Extract to read:
■ ■ ■ ■ ■
Was the Pope Wrong?
Back when it was still amusing, “Saturday Night Live” had a skit called “Bizarro World” in which conventional wisdom was turned upside down (my favorite—humorously, not politically—was one in which Ronald Reagan, far from being the somnolent buffoon of liberal legend, actually ran Cabinet meetings till others fell asleep and spoke on the phone in Arabic to Qadhafi).
But nowadays it seems that reality is imitating art (okay, popular culture) as Muslims engage in violence if anyone dares suggest…that Islam has a violent strain! Last spring it was attacks on Christians for the Danish newspaper cartoons caricaturizing Muhammad; now Muslims are burning churches in the Palestinian territories and India because the pope made a reference to Islam’s martial past. At his best, Al Franken could not have come up with such skits (not that he’d have had the courage to do so).
Last week Pope Benedict XVI lectured at the University of Regensburg, in Germany.1 His address is largely a continuation of the efforts by his predecessor, John Paul II, to bridge the gap between faith and reason that has developed since the Enlightenment in Western and, indeed, world society.2 Benedict believes that Greek philosophy is an integral part of the articulation of Christian revelation, especially its emphasis on reason. He spells out three phases in the attempted “dehellenization of Christianity:” the Reformation, liberal 19th and 20th century theology and modern “cultural pluralism” which wants to “return to the simple message of the New Testament…in order to inculturate it anew….”3 Each of these movements, argues Benedict, is dangerous because each threatens to jettison reason. On the other hand, “reason which is deaf to the divine and which relegates religion into the realm of subcultures is incapable of entering into the dialogue of cultures.” Faith and reason are two sides of the coin of Christianity, Benedict in essence is saying.
■ ■ ■ ■ ■
Raw records:
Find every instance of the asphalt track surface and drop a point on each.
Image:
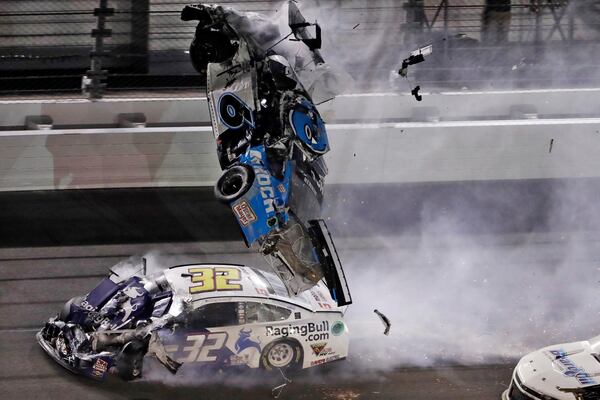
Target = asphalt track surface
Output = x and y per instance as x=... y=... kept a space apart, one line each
x=35 y=282
x=55 y=245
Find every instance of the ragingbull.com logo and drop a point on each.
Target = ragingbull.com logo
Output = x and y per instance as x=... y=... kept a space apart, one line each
x=311 y=330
■ ■ ■ ■ ■
Objectives:
A. In the article on the pope's Regensburg lecture, where did Pope Benedict XVI give his lecture last week?
B. Using the article on the pope's Regensburg lecture, explain why Benedict considers each of the three phases of the "dehellenization of Christianity" dangerous.
C. Pick up the article on the pope's Regensburg lecture after its final sentence and write the next part.
The items were taken from a separate source that has no connection to the article.

Answers per task:
A. He lectured at the University of Regensburg, in Germany.

B. Benedict argues that each of these movements threatens to jettison reason. He holds that Greek philosophy, especially its emphasis on reason, is an integral part of the articulation of Christian revelation, and that faith and reason are two sides of the coin of Christianity.

C.
So why are churches burning in Palestine? Because of the example the pope used to illustrate his point. He quotes the Byzantine Emperor Manuel II Paleologus (d. 1425) who, in a debate with a Muslim, said
Show me just what Muhammad brought that was new, and there you will find things only evil and inhuman, such as his command to spread by the sword the faith that he preached….God is not pleased by blood—and not acting reasonably is contrary to God’s nature. Faith is born of the soul, not the body. Whoever would lead someone to faith needs the ability to speak well and to reason properly, without violence and threats. To convince a reasonable soul, one does not need a strong arm, or weapons of any kind, or any other means of threatening a person with death….
Benedict goes on to gloss this passage, noting that the Islamic view of God’s absolute transcendence put Him above even the necessity for acting reasonably (by human standards)—a view foreign to Christianity, imbued as it is with the Greek respect for rationality. The pope concludes his lecture with “it is to this great logos, to this breadth of reason, that we invite our partners in the dialogue of cultures.”
One might think that Muslims would be offended because the head of the world’s largest Christian denomination considers them, well, unreasonable. But the rent-a-mobs in Gaza and Kashmir are proving the truth of his assertion in that regard. As for the numerous statements by Muslim spokesmen that the pope is “ignorant” of Islam and Islamic history—well, the reality is that they simply can’t handle the truth.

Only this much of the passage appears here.